> **Exercise brief**
Copy, from the data below, every line that has "woman" in it.

> **Working data**
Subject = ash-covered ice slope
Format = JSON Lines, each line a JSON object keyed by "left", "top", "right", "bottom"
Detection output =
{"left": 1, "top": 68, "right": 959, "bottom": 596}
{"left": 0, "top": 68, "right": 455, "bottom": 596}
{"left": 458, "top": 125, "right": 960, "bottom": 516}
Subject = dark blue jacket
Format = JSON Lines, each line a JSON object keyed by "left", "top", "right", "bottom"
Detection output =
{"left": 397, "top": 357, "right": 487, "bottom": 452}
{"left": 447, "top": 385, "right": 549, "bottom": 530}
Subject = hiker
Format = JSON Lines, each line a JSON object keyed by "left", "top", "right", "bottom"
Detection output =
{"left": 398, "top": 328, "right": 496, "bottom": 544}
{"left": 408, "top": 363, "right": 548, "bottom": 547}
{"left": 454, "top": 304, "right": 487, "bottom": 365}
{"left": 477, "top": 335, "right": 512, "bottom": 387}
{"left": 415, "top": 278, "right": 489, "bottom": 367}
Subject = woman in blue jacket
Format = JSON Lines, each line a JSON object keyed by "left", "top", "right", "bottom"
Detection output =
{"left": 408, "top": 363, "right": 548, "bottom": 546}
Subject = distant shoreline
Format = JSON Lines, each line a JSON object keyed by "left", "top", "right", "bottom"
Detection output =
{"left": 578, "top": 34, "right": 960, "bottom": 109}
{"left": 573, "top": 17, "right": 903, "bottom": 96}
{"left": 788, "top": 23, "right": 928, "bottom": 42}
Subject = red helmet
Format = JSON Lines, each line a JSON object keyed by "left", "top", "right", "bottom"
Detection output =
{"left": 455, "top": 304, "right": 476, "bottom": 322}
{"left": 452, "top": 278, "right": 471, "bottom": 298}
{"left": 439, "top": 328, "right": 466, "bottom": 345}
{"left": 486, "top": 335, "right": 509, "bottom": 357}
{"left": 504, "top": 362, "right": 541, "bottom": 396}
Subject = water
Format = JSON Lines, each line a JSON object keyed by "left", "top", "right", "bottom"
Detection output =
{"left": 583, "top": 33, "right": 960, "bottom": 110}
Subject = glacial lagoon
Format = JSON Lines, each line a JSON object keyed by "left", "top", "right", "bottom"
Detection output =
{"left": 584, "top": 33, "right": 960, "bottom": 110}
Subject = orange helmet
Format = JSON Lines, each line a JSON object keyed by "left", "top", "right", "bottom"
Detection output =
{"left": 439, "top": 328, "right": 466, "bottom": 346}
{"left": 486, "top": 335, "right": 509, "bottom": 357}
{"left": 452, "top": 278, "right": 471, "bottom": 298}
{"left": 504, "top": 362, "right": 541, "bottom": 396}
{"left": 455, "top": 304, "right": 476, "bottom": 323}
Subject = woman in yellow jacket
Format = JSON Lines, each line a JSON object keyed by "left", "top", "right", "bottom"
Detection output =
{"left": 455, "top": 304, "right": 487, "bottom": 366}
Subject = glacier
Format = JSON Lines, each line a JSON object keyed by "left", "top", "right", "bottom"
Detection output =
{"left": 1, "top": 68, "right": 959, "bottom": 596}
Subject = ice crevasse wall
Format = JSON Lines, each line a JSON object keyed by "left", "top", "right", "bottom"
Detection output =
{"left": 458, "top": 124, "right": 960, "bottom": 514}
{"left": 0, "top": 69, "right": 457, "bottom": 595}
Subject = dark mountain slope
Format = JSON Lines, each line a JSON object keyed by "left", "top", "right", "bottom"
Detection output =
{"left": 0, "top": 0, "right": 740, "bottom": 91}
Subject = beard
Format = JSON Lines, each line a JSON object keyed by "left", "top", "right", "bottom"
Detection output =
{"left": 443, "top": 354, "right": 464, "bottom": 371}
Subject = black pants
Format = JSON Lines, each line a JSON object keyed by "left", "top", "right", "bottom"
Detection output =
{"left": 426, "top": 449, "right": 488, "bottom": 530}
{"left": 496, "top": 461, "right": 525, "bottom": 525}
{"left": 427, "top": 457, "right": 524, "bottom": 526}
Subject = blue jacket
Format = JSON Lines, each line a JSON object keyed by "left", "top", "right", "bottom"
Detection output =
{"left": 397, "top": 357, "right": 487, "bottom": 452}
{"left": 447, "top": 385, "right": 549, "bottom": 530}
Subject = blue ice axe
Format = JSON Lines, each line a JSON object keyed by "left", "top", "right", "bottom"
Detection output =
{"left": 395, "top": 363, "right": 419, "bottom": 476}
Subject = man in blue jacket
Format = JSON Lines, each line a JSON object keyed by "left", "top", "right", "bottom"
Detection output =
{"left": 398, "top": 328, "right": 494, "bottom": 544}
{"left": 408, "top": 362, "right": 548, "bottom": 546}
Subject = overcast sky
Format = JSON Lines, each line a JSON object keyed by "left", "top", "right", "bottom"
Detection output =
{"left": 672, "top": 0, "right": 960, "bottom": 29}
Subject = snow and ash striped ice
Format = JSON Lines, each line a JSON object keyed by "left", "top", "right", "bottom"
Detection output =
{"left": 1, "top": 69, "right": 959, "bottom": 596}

---

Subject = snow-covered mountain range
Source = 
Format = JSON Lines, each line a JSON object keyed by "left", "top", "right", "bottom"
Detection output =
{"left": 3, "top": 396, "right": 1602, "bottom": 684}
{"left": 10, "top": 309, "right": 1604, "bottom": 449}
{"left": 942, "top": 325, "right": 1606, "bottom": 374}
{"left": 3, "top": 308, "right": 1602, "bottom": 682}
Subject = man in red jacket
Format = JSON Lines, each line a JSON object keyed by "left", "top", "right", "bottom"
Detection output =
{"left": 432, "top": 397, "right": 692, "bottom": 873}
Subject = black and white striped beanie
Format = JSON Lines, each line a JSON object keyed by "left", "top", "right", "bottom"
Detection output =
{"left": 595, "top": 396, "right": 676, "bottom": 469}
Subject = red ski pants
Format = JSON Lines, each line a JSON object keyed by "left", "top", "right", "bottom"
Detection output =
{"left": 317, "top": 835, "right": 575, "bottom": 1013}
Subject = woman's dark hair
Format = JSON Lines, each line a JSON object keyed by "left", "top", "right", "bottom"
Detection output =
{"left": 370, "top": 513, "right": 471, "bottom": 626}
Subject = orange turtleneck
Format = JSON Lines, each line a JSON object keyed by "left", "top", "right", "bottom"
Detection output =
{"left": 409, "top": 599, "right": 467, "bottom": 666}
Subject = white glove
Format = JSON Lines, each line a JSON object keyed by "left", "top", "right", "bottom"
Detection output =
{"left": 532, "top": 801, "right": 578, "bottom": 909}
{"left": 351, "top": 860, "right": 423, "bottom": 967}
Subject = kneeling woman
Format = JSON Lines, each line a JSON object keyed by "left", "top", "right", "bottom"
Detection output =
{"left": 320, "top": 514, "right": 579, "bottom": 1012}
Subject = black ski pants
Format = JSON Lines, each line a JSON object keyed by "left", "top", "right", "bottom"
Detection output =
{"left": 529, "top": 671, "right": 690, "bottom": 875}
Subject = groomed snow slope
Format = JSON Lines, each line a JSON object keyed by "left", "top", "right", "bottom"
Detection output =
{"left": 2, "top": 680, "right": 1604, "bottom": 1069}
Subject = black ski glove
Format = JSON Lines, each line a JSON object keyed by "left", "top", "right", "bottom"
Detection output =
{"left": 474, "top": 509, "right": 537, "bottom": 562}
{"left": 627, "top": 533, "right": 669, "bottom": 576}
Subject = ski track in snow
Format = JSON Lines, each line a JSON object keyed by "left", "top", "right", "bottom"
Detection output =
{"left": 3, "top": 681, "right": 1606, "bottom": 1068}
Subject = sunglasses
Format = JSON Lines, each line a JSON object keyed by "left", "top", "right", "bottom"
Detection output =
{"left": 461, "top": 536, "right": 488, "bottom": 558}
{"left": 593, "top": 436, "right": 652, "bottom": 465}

> **Solution**
Subject = woman in blue jacket
Subject = woman in yellow jacket
Subject = woman's dark hair
Subject = kneeling woman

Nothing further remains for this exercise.